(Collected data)
------------------------------------------------------------
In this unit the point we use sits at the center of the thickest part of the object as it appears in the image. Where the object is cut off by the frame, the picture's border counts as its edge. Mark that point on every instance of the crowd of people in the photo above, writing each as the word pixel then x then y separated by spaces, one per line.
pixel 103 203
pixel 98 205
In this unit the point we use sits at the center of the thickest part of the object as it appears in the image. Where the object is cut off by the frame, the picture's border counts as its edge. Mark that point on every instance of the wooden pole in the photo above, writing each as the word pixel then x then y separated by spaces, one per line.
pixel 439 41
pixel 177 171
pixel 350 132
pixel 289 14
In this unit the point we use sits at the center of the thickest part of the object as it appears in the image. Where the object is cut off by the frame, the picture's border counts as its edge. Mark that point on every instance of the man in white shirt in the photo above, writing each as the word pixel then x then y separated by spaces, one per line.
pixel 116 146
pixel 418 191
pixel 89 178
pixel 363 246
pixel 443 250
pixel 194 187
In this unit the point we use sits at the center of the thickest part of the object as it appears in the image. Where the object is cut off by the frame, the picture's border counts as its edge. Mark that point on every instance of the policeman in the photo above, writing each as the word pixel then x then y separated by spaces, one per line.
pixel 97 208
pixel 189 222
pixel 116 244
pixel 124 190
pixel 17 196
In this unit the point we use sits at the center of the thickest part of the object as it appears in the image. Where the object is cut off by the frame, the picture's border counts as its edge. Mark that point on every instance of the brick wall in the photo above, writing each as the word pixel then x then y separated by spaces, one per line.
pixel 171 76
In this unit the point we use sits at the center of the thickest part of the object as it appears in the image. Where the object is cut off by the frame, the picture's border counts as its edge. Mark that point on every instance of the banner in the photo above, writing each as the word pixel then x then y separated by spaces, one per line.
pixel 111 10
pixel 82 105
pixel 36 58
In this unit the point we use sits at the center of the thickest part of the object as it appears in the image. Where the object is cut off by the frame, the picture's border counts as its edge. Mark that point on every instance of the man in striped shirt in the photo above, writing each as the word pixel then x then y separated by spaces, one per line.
------------------------------------------------------------
■ BRIEF ■
Your answer must be the records themselves, output again exactly.

■ RESPONSE TO THE TASK ■
In this unit the point we use sits at the center of the thickest part of the object as it appears in the image. Where the object is cut off by the frame, the picture's border counts as its edge. Mark that point on every instance of the crowd of people in the photo above, writing each as the word pixel then x then y separated by spaces, one per line.
pixel 103 203
pixel 98 205
In this unit the point we use sits at the center of the thickest part of the object as it appears in the image. Where the object is cut off by the frame, the picture's border counts as its edge. Mark that point on every instance of the wooden pole in the photo above, writing each as the word pixel then x then y separated by spaces, one per line.
pixel 439 41
pixel 177 171
pixel 350 132
pixel 289 14
In this unit the point we use sits at the center of the thickest part of the object as it appears in the image. Where the object is cut off by the frame, the picture's border counts as its edge. Mark that point on every instance of the man in white shirt in the photo above, writing each as the word pixel then x then y separated by spaces, one per line.
pixel 116 146
pixel 418 191
pixel 89 178
pixel 363 246
pixel 443 250
pixel 194 187
In this unit the point we use sits at the center of the thickest part of the object as it appears in the image. Where the object is cut off by the frame, the picture's border counts as its edge. Mark that point on every instance of the policeman in the photo above, writing each as the word pixel then x then y separated by spaces, one per line.
pixel 97 208
pixel 189 222
pixel 116 244
pixel 124 190
pixel 17 196
In this unit the point we use sits at the center of the thickest part of the object as it appears in the image. Where the object is cut off by the frame, the picture's border counts as its edge. Mark that point on every instance of the brick wall in the photo above, writing each as the word pixel then x then y separated by spaces, one per line.
pixel 171 76
In this unit the point we use sits at the center of the thickest part of the object as it appears in the image. Where the object is cut off by the frame, the picture's border counts as its edge. Mark that point on every instance of the banner in the photo above, writing each as the word pixel then x then y separated by spaces, one per line.
pixel 111 10
pixel 82 105
pixel 36 58
In this unit the point we use sits at the center of the thickest part of the object as it appears in the image. Where the object is cut off by the frame, the picture's border counts as its edge. Mark that point on every instance of the man in striped shirt in the photo above, writing each as the word pixel then x then y separated by spaces, one per line.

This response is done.